> _TEXT UNDER STUDY_
Reprompting: Automated Chain-of-Thought Prompt Inference Through Gibbs Sampling

Authors: Weijia Xu, Andrzej Banburski, Nebojsa Jojic

ICML 2024 | Conference PDF | Archive PDF | Plain Text | LLM Run Details

Reproducibility Variable Result LLM Response
Research Type Experimental We conduct extensive experiments on 20 challenging reasoning tasks. Results show that Reprompting outperforms humanwritten Co T prompts substantially by +9.4 points on average.
Researcher Affiliation Industry 1Microsoft Research, Redmond, USA. Correspondence to: Weijia Xu <weijiaxu@microsoft.com>.
Pseudocode Yes Algorithm 1: Reprompting algorithm
Open Source Code No The paper does not provide any specific link to its own source code repository or state that the code is publicly available.
Open Datasets Yes We evaluate Reprompting on 20 tasks from three reasoning benchmarks including Big-Bench Hard (BBH) (Suzgun et al., 2022), GSM8K (Cobbe et al., 2021) and MATH (Hendrycks et al., 2021)
Dataset Splits No The paper describes using 20 training examples and early stopping based on training accuracy, but it does not explicitly define or refer to a separate “validation” dataset split for hyperparameter tuning or model selection.

Extracted records
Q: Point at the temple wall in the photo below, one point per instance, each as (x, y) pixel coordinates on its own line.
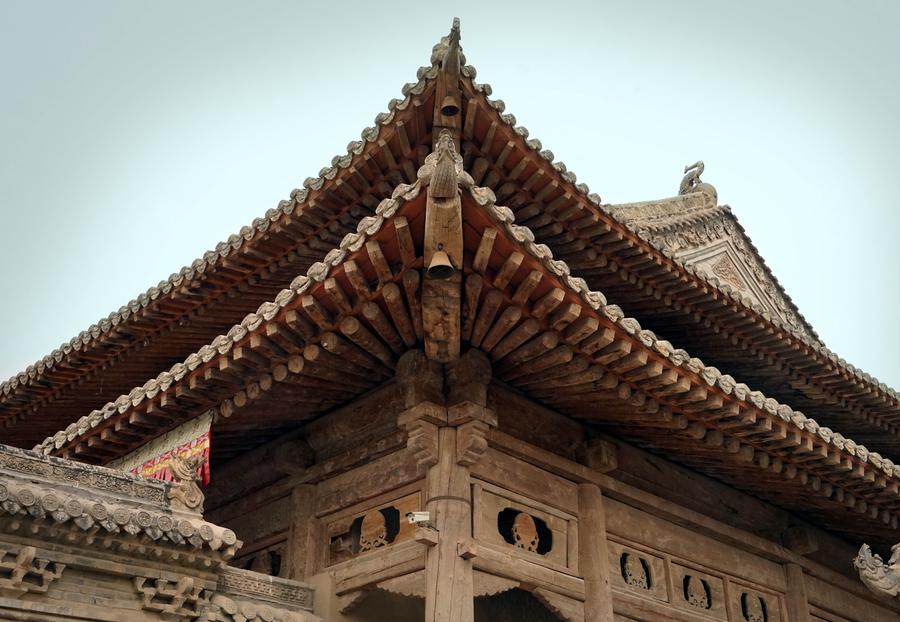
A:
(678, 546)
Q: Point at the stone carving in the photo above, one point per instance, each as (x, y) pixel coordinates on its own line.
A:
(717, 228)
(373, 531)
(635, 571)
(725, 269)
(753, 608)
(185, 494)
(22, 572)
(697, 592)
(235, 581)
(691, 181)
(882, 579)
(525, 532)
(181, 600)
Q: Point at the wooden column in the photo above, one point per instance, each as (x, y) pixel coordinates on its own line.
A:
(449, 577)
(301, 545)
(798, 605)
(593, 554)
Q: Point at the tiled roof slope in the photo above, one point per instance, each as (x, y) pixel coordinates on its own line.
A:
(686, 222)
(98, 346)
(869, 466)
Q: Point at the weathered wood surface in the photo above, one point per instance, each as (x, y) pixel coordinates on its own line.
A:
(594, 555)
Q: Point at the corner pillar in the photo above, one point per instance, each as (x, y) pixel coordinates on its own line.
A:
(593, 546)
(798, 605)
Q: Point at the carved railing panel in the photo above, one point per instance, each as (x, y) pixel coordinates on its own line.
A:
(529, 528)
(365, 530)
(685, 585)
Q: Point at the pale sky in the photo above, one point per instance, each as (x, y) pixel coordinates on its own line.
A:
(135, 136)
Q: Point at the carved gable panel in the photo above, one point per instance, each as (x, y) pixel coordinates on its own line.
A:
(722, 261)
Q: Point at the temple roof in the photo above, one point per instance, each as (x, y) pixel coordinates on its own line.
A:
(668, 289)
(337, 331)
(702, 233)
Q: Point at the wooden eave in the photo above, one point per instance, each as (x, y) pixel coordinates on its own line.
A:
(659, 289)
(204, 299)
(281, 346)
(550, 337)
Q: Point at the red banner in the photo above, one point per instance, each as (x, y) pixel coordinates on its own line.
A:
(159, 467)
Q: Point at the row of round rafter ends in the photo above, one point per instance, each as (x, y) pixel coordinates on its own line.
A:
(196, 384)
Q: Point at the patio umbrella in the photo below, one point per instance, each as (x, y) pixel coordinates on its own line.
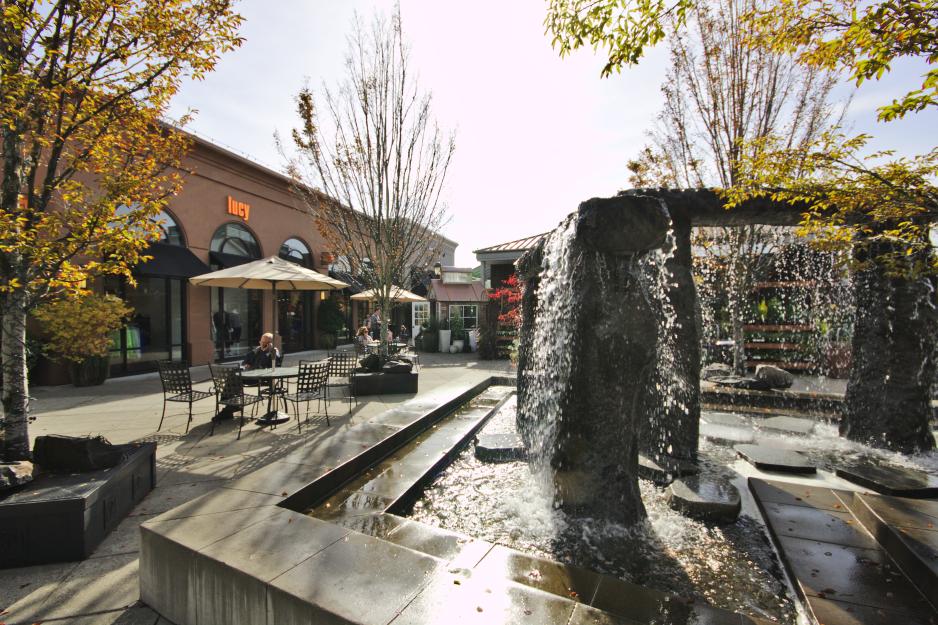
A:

--

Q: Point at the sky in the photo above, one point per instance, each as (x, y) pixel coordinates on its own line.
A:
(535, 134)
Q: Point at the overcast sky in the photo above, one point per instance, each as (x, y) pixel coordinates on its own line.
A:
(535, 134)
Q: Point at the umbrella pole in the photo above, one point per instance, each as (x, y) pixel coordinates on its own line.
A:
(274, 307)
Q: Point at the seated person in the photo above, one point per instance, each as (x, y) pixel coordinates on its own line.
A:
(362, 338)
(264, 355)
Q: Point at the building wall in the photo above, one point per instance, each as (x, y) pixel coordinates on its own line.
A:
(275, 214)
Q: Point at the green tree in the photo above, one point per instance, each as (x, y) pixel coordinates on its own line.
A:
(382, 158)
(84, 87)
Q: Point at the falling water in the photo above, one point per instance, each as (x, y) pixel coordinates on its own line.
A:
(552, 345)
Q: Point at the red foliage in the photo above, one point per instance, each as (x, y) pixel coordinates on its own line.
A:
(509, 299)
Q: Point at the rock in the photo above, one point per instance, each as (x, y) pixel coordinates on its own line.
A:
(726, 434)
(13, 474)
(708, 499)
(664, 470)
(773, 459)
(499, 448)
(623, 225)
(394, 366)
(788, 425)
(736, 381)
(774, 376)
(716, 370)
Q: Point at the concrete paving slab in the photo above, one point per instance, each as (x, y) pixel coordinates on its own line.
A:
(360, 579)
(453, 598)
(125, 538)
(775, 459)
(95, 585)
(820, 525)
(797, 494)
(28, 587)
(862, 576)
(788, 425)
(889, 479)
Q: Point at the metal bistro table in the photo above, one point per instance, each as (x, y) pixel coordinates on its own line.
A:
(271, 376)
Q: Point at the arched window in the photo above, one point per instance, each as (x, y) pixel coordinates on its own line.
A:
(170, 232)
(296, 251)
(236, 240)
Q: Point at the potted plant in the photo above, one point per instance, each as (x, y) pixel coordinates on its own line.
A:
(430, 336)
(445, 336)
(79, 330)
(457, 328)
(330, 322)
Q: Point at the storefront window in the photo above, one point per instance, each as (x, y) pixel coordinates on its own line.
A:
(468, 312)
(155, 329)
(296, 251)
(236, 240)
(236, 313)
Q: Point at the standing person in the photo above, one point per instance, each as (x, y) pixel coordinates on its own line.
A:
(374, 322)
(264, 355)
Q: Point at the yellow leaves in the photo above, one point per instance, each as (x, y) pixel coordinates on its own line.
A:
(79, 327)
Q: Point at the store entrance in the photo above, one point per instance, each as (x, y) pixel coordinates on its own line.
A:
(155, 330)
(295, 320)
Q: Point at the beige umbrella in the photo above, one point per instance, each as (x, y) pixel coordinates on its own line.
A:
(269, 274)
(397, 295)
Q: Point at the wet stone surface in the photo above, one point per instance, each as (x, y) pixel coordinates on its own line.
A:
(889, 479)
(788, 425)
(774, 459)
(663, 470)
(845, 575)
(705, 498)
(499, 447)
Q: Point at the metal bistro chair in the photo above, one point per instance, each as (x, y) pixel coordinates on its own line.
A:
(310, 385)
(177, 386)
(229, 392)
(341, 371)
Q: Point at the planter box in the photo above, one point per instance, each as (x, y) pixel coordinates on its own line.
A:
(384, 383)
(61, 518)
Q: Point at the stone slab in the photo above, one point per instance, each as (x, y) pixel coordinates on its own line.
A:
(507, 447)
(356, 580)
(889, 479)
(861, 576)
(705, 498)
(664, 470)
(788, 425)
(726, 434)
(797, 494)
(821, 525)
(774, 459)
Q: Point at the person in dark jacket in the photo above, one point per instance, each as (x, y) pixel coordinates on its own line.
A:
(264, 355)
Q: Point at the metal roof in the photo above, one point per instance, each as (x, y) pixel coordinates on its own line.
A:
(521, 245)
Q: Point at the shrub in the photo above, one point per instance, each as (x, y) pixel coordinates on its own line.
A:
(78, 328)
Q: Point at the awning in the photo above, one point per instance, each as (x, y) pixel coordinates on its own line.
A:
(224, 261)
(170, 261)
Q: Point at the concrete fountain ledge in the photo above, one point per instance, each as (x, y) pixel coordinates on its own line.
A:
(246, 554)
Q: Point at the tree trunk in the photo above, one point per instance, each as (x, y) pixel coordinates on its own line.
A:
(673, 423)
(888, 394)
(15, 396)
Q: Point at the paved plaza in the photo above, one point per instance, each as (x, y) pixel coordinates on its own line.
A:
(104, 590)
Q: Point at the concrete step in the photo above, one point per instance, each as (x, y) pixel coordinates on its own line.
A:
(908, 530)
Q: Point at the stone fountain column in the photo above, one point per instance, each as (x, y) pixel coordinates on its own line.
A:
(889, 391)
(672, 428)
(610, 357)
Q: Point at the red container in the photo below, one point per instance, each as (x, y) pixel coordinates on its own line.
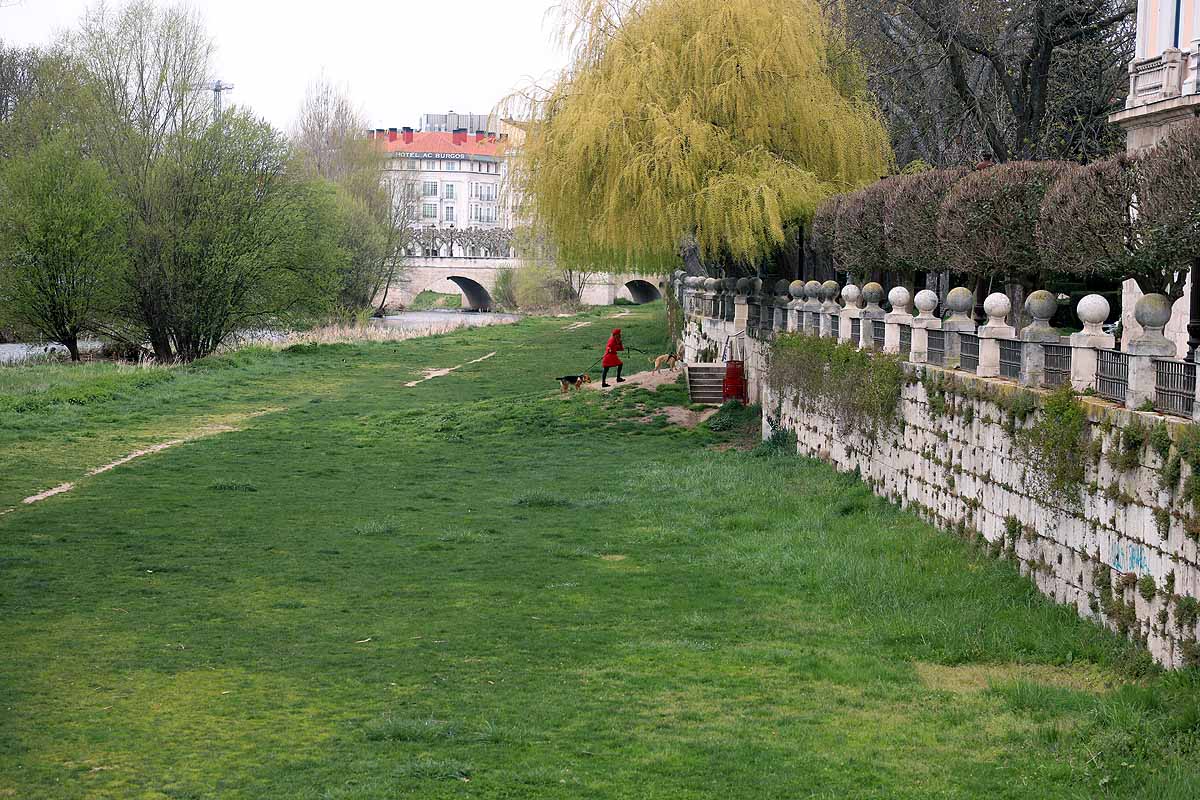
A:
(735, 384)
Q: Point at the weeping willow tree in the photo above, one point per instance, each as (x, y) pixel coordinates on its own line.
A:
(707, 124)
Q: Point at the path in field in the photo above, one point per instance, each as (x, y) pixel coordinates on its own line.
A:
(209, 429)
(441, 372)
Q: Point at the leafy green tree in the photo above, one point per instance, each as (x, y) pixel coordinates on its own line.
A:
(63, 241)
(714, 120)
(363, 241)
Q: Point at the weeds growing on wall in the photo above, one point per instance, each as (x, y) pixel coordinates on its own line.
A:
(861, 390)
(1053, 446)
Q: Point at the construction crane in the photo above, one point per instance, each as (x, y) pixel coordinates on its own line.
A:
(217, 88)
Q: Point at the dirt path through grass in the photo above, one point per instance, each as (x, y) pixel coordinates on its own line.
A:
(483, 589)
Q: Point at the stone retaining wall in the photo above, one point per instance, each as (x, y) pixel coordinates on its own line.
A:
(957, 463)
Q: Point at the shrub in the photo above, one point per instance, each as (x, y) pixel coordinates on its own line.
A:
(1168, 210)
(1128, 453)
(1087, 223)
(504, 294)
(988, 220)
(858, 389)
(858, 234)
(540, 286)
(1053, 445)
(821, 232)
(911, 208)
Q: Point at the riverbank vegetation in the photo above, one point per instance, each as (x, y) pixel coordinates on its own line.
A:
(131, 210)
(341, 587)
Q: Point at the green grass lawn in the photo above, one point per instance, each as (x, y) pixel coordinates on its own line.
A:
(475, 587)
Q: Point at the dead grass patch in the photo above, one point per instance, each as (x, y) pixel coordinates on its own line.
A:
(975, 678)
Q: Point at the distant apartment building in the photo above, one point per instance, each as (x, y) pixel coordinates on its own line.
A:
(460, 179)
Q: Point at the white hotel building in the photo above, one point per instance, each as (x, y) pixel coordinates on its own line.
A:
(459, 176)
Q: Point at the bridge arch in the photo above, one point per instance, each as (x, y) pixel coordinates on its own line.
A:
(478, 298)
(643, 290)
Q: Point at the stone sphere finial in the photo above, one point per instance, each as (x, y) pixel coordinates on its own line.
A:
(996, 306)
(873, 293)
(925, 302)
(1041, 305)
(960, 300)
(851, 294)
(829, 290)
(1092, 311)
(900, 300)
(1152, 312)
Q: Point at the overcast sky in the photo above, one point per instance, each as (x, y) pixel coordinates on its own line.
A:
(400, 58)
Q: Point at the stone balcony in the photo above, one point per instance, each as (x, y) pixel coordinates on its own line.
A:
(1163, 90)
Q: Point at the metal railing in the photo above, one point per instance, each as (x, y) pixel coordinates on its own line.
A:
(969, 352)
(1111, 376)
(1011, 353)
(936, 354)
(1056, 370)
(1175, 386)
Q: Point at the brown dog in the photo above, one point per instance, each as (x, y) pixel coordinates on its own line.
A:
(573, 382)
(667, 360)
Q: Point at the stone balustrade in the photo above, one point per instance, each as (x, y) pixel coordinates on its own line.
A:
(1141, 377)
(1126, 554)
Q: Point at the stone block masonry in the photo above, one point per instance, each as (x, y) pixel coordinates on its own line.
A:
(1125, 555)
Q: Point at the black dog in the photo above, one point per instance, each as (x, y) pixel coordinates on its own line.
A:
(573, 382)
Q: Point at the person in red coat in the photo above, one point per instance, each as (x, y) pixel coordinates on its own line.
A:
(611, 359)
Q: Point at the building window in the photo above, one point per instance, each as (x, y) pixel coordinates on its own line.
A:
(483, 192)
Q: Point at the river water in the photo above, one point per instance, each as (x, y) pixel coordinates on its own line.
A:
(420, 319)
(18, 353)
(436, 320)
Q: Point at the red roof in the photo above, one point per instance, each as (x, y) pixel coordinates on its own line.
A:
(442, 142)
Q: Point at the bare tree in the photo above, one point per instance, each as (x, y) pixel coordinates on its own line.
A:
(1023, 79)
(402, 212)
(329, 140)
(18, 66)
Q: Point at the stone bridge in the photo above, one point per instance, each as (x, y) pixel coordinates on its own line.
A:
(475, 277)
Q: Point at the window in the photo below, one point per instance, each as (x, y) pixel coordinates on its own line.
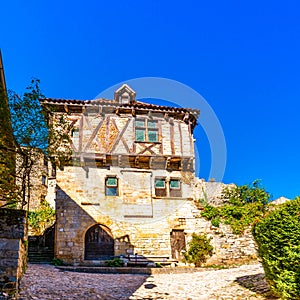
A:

==

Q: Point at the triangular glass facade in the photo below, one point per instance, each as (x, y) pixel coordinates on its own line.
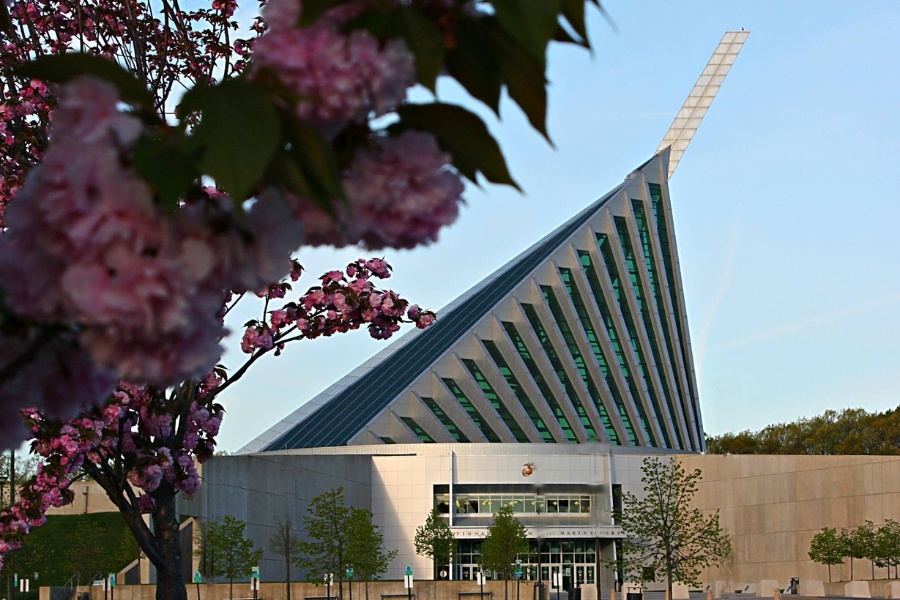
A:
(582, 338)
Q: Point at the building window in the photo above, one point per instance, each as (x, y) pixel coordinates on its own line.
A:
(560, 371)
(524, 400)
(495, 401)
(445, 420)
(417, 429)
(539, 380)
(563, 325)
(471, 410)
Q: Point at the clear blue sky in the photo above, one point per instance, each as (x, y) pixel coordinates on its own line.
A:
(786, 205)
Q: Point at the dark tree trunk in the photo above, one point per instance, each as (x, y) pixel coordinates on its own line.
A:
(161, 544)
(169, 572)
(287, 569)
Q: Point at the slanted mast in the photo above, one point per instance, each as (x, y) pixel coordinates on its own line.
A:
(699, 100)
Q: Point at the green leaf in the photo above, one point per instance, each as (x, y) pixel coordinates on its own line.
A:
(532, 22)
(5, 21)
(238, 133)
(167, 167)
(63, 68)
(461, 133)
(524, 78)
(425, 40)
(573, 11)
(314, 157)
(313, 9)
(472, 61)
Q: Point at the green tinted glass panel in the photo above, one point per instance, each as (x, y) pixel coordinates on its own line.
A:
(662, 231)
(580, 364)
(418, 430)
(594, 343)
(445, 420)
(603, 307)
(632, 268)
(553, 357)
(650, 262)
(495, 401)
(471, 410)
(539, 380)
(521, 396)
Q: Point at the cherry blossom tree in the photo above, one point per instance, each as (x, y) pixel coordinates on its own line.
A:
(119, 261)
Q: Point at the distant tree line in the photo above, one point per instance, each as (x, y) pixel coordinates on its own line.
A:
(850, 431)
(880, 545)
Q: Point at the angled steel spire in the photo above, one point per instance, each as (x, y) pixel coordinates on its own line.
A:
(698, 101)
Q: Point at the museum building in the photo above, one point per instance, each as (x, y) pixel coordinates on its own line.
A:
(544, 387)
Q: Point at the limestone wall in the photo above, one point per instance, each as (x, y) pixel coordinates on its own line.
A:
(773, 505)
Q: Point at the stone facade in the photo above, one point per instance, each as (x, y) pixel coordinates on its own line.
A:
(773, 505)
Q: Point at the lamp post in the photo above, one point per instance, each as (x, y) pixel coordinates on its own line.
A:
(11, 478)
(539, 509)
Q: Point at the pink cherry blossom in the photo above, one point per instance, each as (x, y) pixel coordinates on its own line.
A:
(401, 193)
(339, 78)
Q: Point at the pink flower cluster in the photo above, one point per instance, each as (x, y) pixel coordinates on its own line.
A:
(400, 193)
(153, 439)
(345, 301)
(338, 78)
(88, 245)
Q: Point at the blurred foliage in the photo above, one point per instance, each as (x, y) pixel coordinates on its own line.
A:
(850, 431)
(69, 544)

> _ACTIVITY LIST_
[1] According to the Reprompting reproducibility report, by how many points on average does Reprompting outperform human-written chain-of-thought prompts?
[2] Extend the Reprompting reproducibility report from its last row, keeping the same format.

> _EXERCISE RESPONSES_
[1] By 9.4 points on average.

[2]
Hardware Specification No The paper states, “We use the Open AI APIs for all our experiments,” which means the experiments were run on OpenAI's infrastructure, but it does not provide specific details about the underlying hardware (e.g., GPU models, CPU types) used by OpenAI.
Software Dependencies No The paper mentions the specific LLMs used (gpt-3.5-turbo and text-davinci-003) but does not list any specific software dependencies with version numbers (e.g., programming languages, libraries, frameworks).
Experiment Setup Yes We set the number of examples in the prompt by K = 5. We run Reprompting for a maximum of M = 20,000 iterations. We allow for early stopping if the average training accuracy stops increasing for 1,000 iterations. For the rejection probability... we choose pre j = 0.99. For both LLMs, we set the maximum number of output tokens to 500, top_p = 0.5, zero frequency and presence penalty. Additionally, we include END as the stop word. We set the temperature to 1.0 for Reprompting and 0.0 for testing.